Source data:
- - -
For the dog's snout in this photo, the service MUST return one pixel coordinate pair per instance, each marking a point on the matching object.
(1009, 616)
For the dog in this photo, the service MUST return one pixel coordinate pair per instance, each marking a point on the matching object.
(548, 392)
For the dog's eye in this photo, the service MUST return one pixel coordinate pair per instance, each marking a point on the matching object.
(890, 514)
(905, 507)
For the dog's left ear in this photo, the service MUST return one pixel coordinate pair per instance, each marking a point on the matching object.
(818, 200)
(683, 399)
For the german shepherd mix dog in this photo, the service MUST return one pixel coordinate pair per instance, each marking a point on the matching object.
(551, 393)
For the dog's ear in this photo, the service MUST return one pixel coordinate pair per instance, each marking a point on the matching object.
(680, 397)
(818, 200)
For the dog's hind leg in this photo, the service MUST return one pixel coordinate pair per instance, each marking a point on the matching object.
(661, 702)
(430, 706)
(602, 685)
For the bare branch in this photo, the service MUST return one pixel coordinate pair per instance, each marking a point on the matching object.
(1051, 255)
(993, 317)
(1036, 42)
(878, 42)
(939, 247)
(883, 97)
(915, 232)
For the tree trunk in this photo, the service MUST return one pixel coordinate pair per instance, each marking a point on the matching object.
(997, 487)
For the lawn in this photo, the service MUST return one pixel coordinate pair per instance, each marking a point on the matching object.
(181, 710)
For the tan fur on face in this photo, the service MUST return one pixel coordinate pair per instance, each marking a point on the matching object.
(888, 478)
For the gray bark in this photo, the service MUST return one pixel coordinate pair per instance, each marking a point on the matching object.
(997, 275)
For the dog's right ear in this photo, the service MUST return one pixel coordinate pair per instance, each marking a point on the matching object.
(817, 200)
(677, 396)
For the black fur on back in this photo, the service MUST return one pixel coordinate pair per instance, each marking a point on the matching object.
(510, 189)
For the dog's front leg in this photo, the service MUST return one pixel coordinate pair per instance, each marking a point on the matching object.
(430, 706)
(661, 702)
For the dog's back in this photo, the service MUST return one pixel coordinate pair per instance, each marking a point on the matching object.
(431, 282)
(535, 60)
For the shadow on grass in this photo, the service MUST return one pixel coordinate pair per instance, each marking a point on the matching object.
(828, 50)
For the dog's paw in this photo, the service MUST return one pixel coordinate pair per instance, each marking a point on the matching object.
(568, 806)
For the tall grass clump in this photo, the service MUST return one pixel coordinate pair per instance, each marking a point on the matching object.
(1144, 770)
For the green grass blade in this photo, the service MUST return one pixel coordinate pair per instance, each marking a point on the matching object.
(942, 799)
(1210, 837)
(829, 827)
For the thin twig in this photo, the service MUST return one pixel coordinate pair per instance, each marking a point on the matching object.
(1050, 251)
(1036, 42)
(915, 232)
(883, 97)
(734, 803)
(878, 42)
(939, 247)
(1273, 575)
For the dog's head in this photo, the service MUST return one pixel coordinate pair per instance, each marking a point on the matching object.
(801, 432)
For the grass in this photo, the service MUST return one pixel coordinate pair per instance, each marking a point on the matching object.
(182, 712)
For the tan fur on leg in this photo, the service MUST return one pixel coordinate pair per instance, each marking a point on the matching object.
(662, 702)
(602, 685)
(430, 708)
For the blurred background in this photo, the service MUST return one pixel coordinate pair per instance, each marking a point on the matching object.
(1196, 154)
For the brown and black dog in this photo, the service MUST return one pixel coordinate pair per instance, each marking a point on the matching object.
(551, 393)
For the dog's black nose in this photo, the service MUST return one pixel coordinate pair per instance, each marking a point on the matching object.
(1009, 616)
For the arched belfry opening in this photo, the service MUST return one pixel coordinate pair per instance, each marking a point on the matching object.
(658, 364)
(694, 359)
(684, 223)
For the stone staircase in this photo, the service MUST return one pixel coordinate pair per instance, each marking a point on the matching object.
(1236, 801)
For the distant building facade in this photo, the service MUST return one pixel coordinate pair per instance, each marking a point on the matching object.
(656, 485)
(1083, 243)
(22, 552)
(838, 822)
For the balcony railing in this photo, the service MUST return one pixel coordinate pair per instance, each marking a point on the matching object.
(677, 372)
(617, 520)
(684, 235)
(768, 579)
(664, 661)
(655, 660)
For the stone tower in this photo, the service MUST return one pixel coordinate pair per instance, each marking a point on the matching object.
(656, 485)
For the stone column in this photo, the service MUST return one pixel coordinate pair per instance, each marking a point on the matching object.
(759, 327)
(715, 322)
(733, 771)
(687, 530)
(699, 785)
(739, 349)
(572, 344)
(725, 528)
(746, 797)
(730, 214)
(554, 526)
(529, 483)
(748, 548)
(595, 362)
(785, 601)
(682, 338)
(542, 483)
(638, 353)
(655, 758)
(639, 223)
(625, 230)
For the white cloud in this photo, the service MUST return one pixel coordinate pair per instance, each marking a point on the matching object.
- - -
#### Your objective:
In the listing above, find the line with "For the brown" and set down that line and all after it exactly, through the final line.

#### Output for this task:
For the brown and black dog in this photo, the service MUST return one pixel coordinate pair per instance, each marking a point on the matching object.
(551, 393)
For the dog's black nose in this photo, the service MUST return one pixel coordinate pair per instance, each marking a point on the matching object.
(1009, 616)
For the arched belfry opening in this photo, the service MUST return one pixel coordinate pair per instance, each marking a point on the matching object.
(658, 364)
(694, 359)
(684, 223)
For the stone staircase in this photo, the service MUST return one pixel coordinate pair per instance, each marking a point on the matching object.
(1236, 801)
For the distant building facade in this photo, the service MUST return one pixel coordinate pair per instance, each marking a point on the matching object.
(656, 485)
(1083, 243)
(22, 552)
(838, 822)
For the balcony railing in this photo, the service MUST return one pixel coordinate pair per instance, each marking a point on the matching object.
(677, 372)
(617, 520)
(684, 235)
(768, 579)
(664, 661)
(655, 660)
For the stone tower in this photo, the service MUST return one pixel coordinate pair per instance, each marking a point on the matching object.
(656, 485)
For the stone column in this photo, the service MUST return one pixel coordinate pair per instance, each marking a point on the matching object.
(759, 327)
(715, 322)
(733, 771)
(687, 530)
(699, 785)
(739, 349)
(572, 344)
(725, 528)
(746, 797)
(730, 214)
(554, 526)
(529, 483)
(748, 548)
(595, 362)
(785, 601)
(682, 338)
(542, 483)
(638, 353)
(655, 758)
(639, 223)
(625, 230)
For the white cloud in this photo, the service MUST return one pixel coordinate pair per instance, each marking a point on the matching object.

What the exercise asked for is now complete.